TASK STATEMENT: Locate every line in the material below that contains the word "building", treating uppercase and lowercase as different, and copy each of those lines.

INPUT ROWS:
..........

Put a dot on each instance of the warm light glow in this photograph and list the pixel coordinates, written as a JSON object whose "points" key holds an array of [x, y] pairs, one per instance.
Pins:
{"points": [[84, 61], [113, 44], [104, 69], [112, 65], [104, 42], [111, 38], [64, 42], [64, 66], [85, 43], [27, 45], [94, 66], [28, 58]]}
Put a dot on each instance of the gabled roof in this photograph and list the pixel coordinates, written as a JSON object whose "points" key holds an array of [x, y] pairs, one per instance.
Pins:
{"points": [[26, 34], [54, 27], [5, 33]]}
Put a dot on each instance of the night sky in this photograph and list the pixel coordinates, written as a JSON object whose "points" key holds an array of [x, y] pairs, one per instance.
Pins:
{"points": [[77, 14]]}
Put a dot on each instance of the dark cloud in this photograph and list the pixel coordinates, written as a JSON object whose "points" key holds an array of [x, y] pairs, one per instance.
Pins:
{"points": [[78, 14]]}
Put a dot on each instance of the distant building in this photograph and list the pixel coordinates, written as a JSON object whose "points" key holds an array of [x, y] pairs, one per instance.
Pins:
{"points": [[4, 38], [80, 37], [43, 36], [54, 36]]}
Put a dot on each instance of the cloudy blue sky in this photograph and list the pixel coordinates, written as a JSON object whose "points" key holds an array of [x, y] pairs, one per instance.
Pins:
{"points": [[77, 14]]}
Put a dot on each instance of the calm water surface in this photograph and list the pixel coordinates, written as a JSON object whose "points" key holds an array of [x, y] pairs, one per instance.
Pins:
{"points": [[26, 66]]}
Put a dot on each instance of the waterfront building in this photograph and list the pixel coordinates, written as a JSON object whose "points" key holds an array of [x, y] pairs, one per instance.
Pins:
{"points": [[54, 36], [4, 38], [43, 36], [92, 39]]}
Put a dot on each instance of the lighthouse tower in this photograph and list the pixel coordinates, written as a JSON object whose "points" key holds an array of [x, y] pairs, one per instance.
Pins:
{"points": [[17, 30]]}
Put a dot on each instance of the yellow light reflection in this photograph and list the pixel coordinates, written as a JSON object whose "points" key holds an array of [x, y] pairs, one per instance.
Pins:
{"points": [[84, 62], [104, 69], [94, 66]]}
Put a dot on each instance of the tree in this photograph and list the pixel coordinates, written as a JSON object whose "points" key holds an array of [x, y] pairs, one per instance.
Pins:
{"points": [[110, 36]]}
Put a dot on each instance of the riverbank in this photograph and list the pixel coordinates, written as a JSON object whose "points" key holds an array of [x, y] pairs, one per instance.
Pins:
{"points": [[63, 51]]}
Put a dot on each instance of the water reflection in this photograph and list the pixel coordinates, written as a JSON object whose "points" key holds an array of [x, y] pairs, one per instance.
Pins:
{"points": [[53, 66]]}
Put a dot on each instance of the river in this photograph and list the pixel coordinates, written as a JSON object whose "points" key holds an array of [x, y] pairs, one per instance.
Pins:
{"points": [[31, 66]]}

..........

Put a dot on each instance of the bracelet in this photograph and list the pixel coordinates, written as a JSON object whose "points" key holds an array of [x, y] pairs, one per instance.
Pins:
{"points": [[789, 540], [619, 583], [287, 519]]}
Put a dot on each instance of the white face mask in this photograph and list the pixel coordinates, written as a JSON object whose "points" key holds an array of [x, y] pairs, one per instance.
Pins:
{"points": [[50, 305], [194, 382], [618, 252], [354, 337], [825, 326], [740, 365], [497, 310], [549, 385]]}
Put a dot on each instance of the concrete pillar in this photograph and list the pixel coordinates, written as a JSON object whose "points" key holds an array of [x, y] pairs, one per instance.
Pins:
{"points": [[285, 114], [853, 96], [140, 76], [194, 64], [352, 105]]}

..........

REPLY TO THE TASK:
Put a dot on each instance of the distant building in this photograph and list the pixel coordinates, written as a JSON object whose "points" key holds an array of [x, y] pairs, one per instance.
Put a dot on each instance of the waterfront building in this photograph and list the pixel coordinates, written as a JSON object whose "points" key holds an array of [x, y] pairs, one per instance.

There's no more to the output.